------ 页面摘录 ------
Python+Pycharm +Scrapy搭建爬虫项目

                                                                       Python+Pycharm +Scrapy搭建爬虫项目

 

  Scrapy简介

  Scrapy是一个为了爬取网站数据,提取结构性数据而编写的应用框架。 可以应用在包括数据挖掘,信息处理或存储历史数据等一系列的程序中

  Scrapy框架的工作流程图如下:

Python+Pycharm +Scrapy搭建爬虫项目_第1张图片

 Scrapy Engine(引擎):负责Spider、ItemPipeline、Downloader、Scheduler中间的通讯,信号、数据传递等

 Scheduler(调度器):负责接收engine发送过来的Request请求并按照一定的方式进行整理排列,入队,当engine需要时,交还给engine

 Downloader(下载器):负责下载engine 发送的所有Requests请求,并将其获取到的Responses交还给Engine,由Engine交给Spider处理

 Spider(爬虫):负责处理所有Responses,从中分析提取数据,获取Item字段需要的数据,并将需要跟进的URL提交给engine,将URL提交给engine,再次进入Scheduler

 Item Pipeline(管道):负责处理Spider中获取的Item,并经行后期处理(详细分析、过滤、存储等)的地方

 Downloader Middlewares(下载中间件):自定义扩展下载功能组件,可以进行服务器代理等设置

 Spider Middlewares(Spider中间件):可以自定义扩展和操作engine和Spider中间 通信的功能组件(比如进入Spider 的Responses,和从Spider出去的Requests)
------
### 任务说明 A
在这段Scrapy介绍中,负责接收引擎发来的Request请求,并将其整理排列、入队的是哪个组件?
### 任务说明 B
把这段Scrapy介绍中以“Downloader(下载器)”开头的段落改写得更简短,保留主要事实。
------ 存储数据 ------
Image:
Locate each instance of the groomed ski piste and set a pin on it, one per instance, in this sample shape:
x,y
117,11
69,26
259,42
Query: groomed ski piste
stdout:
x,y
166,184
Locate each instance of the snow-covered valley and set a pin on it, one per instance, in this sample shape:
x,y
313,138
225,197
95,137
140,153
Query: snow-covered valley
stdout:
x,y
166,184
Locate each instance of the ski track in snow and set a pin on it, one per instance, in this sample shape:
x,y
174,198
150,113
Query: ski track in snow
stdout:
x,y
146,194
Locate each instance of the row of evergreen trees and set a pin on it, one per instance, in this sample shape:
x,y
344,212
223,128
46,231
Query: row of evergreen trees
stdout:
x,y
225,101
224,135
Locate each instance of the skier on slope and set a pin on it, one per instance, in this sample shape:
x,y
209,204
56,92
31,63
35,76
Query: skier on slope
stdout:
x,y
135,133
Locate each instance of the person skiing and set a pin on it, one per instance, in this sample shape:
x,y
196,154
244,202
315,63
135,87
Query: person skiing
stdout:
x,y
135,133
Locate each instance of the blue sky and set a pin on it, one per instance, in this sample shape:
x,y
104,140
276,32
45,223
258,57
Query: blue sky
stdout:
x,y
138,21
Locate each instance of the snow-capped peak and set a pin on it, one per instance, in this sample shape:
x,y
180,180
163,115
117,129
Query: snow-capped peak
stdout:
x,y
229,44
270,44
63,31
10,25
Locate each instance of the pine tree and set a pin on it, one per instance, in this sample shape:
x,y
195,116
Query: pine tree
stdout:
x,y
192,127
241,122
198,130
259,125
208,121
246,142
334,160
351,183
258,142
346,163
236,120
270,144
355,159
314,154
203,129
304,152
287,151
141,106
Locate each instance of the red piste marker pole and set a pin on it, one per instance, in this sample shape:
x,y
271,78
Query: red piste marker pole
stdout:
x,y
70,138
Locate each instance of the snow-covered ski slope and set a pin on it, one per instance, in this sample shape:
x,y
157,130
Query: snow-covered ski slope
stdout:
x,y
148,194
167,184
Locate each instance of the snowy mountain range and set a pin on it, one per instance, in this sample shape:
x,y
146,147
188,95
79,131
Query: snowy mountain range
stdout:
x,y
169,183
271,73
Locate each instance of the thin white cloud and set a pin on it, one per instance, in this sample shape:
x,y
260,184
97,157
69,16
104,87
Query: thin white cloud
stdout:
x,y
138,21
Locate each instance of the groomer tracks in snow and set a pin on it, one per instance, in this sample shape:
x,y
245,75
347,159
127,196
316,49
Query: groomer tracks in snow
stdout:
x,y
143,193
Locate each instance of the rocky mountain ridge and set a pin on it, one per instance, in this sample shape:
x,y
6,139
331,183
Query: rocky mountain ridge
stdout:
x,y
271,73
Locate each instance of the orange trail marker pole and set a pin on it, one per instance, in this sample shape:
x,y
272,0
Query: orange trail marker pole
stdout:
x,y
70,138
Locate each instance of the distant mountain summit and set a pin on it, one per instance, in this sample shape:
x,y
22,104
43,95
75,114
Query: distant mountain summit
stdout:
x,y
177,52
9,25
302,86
------
### 参考答案 A
Scheduler(调度器)。

### 参考答案 B
下载器下载引擎发来的所有Requests请求,把得到的Responses交回引擎,再由引擎交给Spider处理。